Tarea a -
Copia íntegro el fragmento de origen, sin alterar ni una sola letra.

La partida temporal del padre. ¿Cómo saber que era temporal? El derrumbe de esa mujer que era la madre. Su manera de resurgir en toda su fuerza ante ella misma, ante sus hijes: "Mi madre estaba al frente del salón que el grupo ocupaba en la parte trasera de la iglesia en San Ángel. La misma en que se casó, la misma en que yacen sus cenizas en la urna contigua a la de mi padre...  Las invito, nos dijo a mi hermana y a mí —mi hermano, ya lo he dicho, no vivía en la Ciudad de México—, a mi segundo aniversario... admiración. Mi madre contaba su tránsito del beber imparable al control día a día que había logrado apoyada por el similar empeño de sus compañeros... Nos compartía el abismo y esa fuerza de la que estaba hecha. Atestigüé la sinceridad de su naufragio y la naturalidad de su recuento. Comprendí que mi madre había regresado de las tinieblas". 

Como en la letra de esa inolvidable canción "Las hojas muertas": Los recuerdos y también los remordimientos. Es bastante más bonito y exacto en ·francés "regrets". Todo lo que una escuchó mal o no lo suficientemente bien, porque por más que la realidad nos grite lo contrario una madre y un padre siguen siendo, como en la infancia: inmortales. "Si ya no podría caminar, como ya no lo hizo, ni siquiera incorporarse de la cama porque perdió la autonomía del torso, ¿por qué no haberle dado ese gusto, ese paseo en silla de ruedas, en carriola por el parque de su circunstancia? Solo pedía un auxiliar ortopédico. Estaba atrapado". La tan difícil toma de decisiones ante el avance de las traiciones de los cuerpos. El estupor. El pánico. Las palabras inentendibles de los especialistas. Elegir a marchas forzadas. Ese malentendido implícito en la frase falsamente bordada de esperanza: "alargar la vida". "Cuando omitimos revelar (le) el tiempo que le quedaba de vida", escribe Mónica. Quizá hay "omisiones" que llevan su intensa carga de amoroso llamado al milagro.

Tarea b -
Cuenta las líneas de las filas que aparecen abajo en las que figura la palabra "ceiling" y escribe únicamente el número.

Datos del ejercicio -
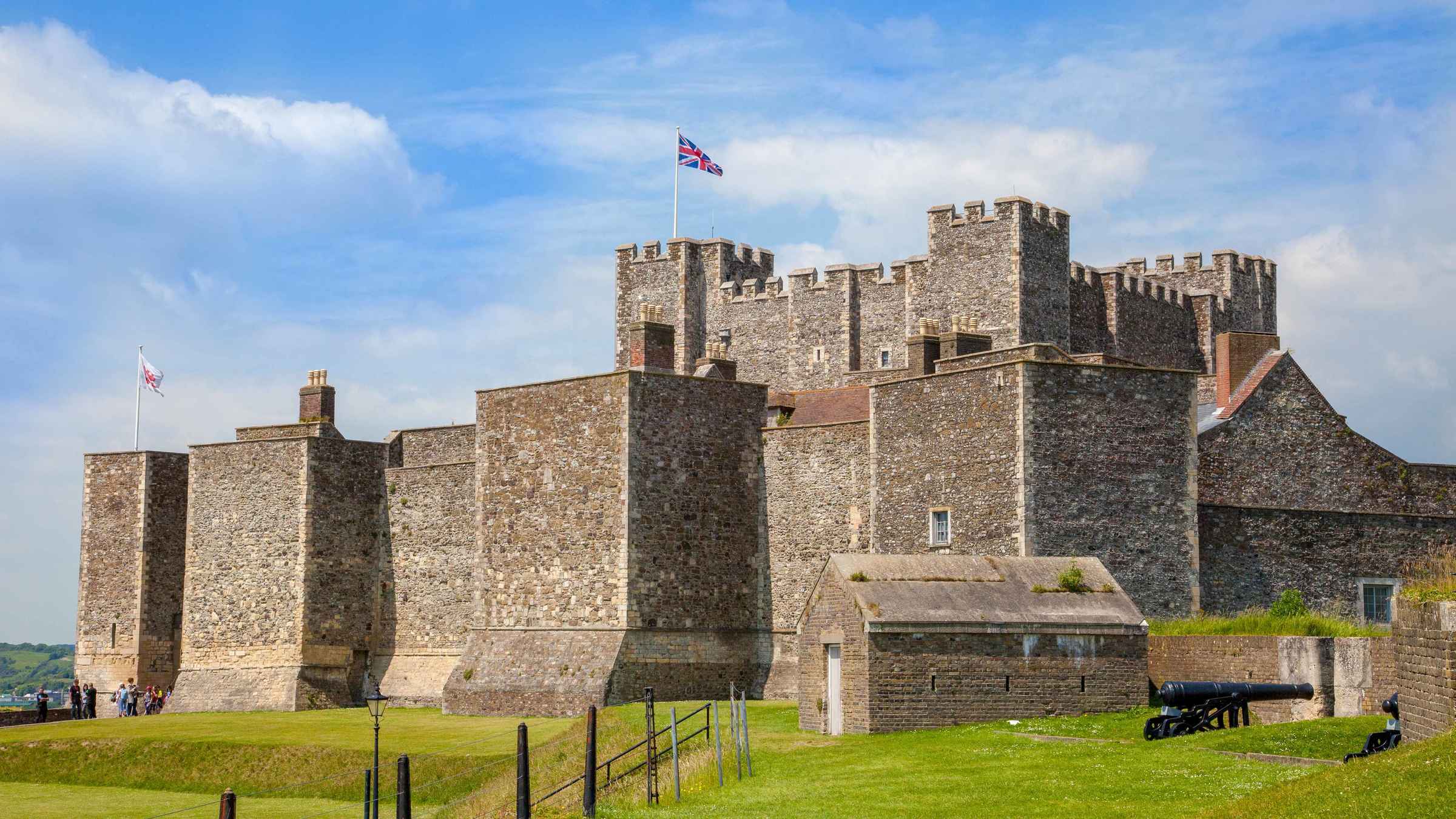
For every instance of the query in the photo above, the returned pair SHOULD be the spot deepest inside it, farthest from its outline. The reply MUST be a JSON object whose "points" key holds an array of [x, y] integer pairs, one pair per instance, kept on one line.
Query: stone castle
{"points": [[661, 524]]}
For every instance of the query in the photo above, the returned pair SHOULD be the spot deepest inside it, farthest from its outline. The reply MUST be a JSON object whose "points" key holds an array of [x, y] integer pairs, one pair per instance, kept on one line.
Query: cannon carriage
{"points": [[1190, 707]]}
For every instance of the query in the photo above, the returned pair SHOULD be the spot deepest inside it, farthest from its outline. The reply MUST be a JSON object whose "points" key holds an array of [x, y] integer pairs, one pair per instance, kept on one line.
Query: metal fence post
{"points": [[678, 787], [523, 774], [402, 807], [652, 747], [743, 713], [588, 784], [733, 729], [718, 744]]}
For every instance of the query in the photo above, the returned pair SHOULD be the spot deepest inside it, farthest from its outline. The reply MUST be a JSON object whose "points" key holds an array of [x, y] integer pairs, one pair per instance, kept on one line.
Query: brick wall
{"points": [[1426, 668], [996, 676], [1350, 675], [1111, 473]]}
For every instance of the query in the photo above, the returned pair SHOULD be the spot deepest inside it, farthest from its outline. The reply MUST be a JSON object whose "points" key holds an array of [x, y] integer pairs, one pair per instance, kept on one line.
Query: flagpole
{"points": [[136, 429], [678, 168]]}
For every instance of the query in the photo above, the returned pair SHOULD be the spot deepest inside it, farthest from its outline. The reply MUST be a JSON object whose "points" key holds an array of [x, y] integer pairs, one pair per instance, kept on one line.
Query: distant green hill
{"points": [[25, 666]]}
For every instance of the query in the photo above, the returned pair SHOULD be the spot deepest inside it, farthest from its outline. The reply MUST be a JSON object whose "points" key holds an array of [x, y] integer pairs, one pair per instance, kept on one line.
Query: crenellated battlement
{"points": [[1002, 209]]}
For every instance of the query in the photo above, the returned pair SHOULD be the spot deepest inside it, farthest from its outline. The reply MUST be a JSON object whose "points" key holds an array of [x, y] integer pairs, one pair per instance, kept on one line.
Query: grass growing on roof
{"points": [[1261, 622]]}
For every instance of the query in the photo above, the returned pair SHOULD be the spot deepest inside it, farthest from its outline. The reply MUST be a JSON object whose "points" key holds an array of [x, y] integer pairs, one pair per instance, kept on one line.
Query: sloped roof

--

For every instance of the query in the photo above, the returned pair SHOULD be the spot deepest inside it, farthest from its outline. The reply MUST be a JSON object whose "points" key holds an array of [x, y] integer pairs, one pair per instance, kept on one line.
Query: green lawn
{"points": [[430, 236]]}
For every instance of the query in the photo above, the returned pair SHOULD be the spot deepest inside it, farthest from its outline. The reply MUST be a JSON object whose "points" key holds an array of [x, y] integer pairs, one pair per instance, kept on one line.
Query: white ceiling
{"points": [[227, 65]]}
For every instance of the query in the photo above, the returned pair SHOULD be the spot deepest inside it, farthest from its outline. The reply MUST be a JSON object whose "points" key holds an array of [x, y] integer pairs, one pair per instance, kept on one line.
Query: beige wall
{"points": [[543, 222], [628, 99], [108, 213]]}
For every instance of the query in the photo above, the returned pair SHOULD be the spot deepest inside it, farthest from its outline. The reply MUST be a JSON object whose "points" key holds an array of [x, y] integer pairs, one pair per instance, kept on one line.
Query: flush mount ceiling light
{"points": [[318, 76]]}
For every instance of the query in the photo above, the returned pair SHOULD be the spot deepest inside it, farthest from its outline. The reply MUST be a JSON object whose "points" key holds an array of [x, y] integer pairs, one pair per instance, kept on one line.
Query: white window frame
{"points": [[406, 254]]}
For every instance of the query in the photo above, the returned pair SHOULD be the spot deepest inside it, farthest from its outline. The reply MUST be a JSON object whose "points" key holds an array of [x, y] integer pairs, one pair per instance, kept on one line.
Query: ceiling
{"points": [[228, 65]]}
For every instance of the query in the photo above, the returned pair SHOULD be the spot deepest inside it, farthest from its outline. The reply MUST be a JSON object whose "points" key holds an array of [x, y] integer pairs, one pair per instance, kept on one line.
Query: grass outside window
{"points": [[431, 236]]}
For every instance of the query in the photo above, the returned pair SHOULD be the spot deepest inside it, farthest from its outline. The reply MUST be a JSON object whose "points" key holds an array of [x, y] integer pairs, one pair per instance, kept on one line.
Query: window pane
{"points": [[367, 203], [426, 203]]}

Respuesta final a -
La partida temporal del padre. ¿Cómo saber que era temporal? El derrumbe de esa mujer que era la madre. Su manera de resurgir en toda su fuerza ante ella misma, ante sus hijes: "Mi madre estaba al frente del salón que el grupo ocupaba en la parte trasera de la iglesia en San Ángel. La misma en que se casó, la misma en que yacen sus cenizas en la urna contigua a la de mi padre...  Las invito, nos dijo a mi hermana y a mí —mi hermano, ya lo he dicho, no vivía en la Ciudad de México—, a mi segundo aniversario... admiración. Mi madre contaba su tránsito del beber imparable al control día a día que había logrado apoyada por el similar empeño de sus compañeros... Nos compartía el abismo y esa fuerza de la que estaba hecha. Atestigüé la sinceridad de su naufragio y la naturalidad de su recuento. Comprendí que mi madre había regresado de las tinieblas". 

Como en la letra de esa inolvidable canción "Las hojas muertas": Los recuerdos y también los remordimientos. Es bastante más bonito y exacto en ·francés "regrets". Todo lo que una escuchó mal o no lo suficientemente bien, porque por más que la realidad nos grite lo contrario una madre y un padre siguen siendo, como en la infancia: inmortales. "Si ya no podría caminar, como ya no lo hizo, ni siquiera incorporarse de la cama porque perdió la autonomía del torso, ¿por qué no haberle dado ese gusto, ese paseo en silla de ruedas, en carriola por el parque de su circunstancia? Solo pedía un auxiliar ortopédico. Estaba atrapado". La tan difícil toma de decisiones ante el avance de las traiciones de los cuerpos. El estupor. El pánico. Las palabras inentendibles de los especialistas. Elegir a marchas forzadas. Ese malentendido implícito en la frase falsamente bordada de esperanza: "alargar la vida". "Cuando omitimos revelar (le) el tiempo que le quedaba de vida", escribe Mónica. Quizá hay "omisiones" que llevan su intensa carga de amoroso llamado al milagro.

Respuesta final b -
3